PROBLEM STATEMENT.
Each record that follows should be transcribed word for word.

▬▬▬

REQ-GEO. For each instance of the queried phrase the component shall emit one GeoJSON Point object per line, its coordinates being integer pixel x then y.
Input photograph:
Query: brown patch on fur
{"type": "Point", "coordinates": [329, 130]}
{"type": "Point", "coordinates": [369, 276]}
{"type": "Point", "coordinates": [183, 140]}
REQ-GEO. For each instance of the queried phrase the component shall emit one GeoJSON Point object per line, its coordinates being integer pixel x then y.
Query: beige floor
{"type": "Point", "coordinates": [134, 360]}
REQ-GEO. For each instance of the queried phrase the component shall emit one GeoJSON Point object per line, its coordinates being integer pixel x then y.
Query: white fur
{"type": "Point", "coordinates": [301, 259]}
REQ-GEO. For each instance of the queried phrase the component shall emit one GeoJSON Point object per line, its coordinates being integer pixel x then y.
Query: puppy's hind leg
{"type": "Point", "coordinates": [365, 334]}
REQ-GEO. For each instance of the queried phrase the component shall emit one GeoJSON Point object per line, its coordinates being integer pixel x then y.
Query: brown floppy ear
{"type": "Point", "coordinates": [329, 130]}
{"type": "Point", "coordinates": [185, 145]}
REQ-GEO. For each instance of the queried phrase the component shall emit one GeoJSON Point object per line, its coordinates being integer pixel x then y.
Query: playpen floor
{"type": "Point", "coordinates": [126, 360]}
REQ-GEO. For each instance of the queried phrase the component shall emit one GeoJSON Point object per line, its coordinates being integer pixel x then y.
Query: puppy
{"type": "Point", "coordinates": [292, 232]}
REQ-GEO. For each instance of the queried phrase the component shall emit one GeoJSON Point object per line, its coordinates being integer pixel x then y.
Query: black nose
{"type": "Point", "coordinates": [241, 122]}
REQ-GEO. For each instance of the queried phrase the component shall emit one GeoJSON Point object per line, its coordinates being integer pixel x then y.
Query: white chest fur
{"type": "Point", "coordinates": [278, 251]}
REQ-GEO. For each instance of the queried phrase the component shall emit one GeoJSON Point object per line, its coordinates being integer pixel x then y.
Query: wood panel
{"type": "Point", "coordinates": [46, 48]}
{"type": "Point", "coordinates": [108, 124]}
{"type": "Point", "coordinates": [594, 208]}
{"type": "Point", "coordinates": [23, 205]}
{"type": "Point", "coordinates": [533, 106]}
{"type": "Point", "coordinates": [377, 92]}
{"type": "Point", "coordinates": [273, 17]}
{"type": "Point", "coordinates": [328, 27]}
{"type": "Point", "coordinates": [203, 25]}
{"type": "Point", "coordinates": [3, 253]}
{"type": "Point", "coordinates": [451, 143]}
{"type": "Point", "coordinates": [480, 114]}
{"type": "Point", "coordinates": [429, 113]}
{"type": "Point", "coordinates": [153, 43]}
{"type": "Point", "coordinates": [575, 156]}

▬▬▬

RESULT OF THE TASK.
REQ-GEO. For each instance of the queried phrase the component shall emit one GeoJSON Point object per line, its coordinates being integer pixel x then y.
Input photograph:
Query: brown patch on fur
{"type": "Point", "coordinates": [329, 130]}
{"type": "Point", "coordinates": [369, 276]}
{"type": "Point", "coordinates": [183, 140]}
REQ-GEO. For each instance of the queried phrase the component shall emit one GeoJSON Point object per line, its coordinates being integer pixel x then y.
Query: beige floor
{"type": "Point", "coordinates": [134, 360]}
REQ-GEO. For each instance of the queried phrase the component shall emit one GeoJSON Point object per line, its coordinates being integer pixel x then y.
Query: white fur
{"type": "Point", "coordinates": [301, 259]}
REQ-GEO. For each instance of the queried phrase the component shall emit one GeoJSON Point object per line, its coordinates being integer pixel x then y.
Query: puppy's hind leg
{"type": "Point", "coordinates": [365, 334]}
REQ-GEO. For each instance of the queried phrase the component shall emit one GeoJSON Point object per line, its coordinates being integer pixel x then y.
Query: brown floppy ear
{"type": "Point", "coordinates": [329, 130]}
{"type": "Point", "coordinates": [185, 145]}
REQ-GEO. For each instance of the queried phrase the component shall emit one GeoJSON Point object per line, its coordinates being integer pixel x then y.
Query: playpen floor
{"type": "Point", "coordinates": [126, 360]}
REQ-GEO. For each instance of the queried phrase the component shall emit one GeoJSON Point object per line, its coordinates being integer pixel x then y.
Query: puppy
{"type": "Point", "coordinates": [292, 232]}
REQ-GEO. For each instance of the queried phrase the component shall emit one GeoJSON Point object per line, its coordinates being integer pixel x then y.
Query: black nose
{"type": "Point", "coordinates": [241, 122]}
REQ-GEO. For each instance of the queried phrase the component shall emit one GeoJSON Point object per line, its coordinates being integer pixel x then y.
Query: white chest fur
{"type": "Point", "coordinates": [278, 251]}
REQ-GEO. For each instance of the queried phrase the component shall emit one GeoJSON Point object per line, its coordinates being integer pixel x then y.
Query: wood panel
{"type": "Point", "coordinates": [46, 48]}
{"type": "Point", "coordinates": [108, 124]}
{"type": "Point", "coordinates": [594, 208]}
{"type": "Point", "coordinates": [23, 205]}
{"type": "Point", "coordinates": [533, 106]}
{"type": "Point", "coordinates": [377, 92]}
{"type": "Point", "coordinates": [273, 17]}
{"type": "Point", "coordinates": [328, 27]}
{"type": "Point", "coordinates": [203, 25]}
{"type": "Point", "coordinates": [3, 253]}
{"type": "Point", "coordinates": [451, 143]}
{"type": "Point", "coordinates": [480, 114]}
{"type": "Point", "coordinates": [429, 113]}
{"type": "Point", "coordinates": [153, 43]}
{"type": "Point", "coordinates": [575, 156]}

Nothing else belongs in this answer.